| Data shown |
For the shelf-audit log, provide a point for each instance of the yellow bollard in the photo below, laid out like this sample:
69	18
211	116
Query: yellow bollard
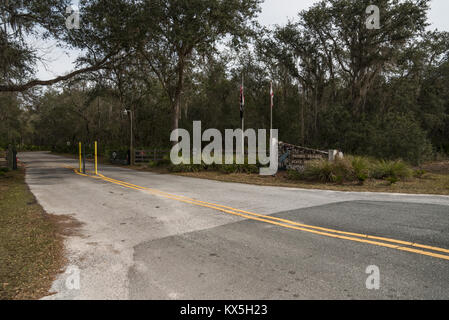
80	156
96	158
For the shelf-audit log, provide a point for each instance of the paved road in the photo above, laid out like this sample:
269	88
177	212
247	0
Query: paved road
143	241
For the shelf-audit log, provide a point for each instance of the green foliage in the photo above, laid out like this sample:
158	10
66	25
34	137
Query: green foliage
419	173
361	167
325	171
391	169
173	73
352	169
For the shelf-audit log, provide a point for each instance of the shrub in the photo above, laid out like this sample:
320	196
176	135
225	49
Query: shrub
361	167
419	173
325	171
391	169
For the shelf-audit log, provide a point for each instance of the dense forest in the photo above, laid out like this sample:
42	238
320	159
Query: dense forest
337	84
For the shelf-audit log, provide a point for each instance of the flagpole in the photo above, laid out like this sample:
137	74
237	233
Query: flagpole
271	104
243	121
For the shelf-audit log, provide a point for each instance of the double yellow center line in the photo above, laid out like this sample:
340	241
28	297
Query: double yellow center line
357	237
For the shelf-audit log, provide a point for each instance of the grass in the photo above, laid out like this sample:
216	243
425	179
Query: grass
355	174
437	184
31	246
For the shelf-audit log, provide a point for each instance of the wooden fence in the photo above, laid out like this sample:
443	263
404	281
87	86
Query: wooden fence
145	156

| What you will do |
In the printed copy, the material above must appear unchanged and without its pictures.

| Answer to this exercise |
For the shelf-audit log, provide a point for each instance of the yellow bollard in the photo below, laid out like this sample:
69	18
211	116
Query: yellow bollard
80	156
96	158
For the shelf-audit log, provide a point for each instance of the paved road in the photo above, laid out like this sample:
269	88
177	212
247	0
Query: paved road
143	241
For the shelf-audit log, provide a point for each instance of the green foliage in the photo above, laid out like this sample:
158	10
66	25
34	137
Query: green foliage
419	173
361	167
325	171
391	169
173	73
352	169
For the shelf-audit log, provide a point for each instance of the shrub in the photo above, laid out like this sample:
320	196
176	135
225	49
Query: shrub
361	167
419	173
325	171
391	169
For the shelf-audit log, provide a point for each instance of the dense forest in the photo above, laid out like this sample:
42	238
320	159
Query: dense forest
337	84
For the shelf-audit log, provide a point for each instance of the flagpole in the photo above, laid out like this sample:
137	74
237	233
Query: flagpole
271	104
243	121
For the shelf-audit log, provide a point for each instance of the double yellow center line in the photo above, laid out like this sample:
340	241
28	297
Query: double yellow center line
357	237
For the shelf-audit log, provide a point for each instance of the grass in the photo above, laid out like this sample:
216	243
425	179
Query: grass
355	174
437	184
31	246
For the shelf-audit log, provide a point for each instance of the wooden fence in the photo above, laid out like this sample:
443	263
404	281
87	86
Query: wooden fence
145	156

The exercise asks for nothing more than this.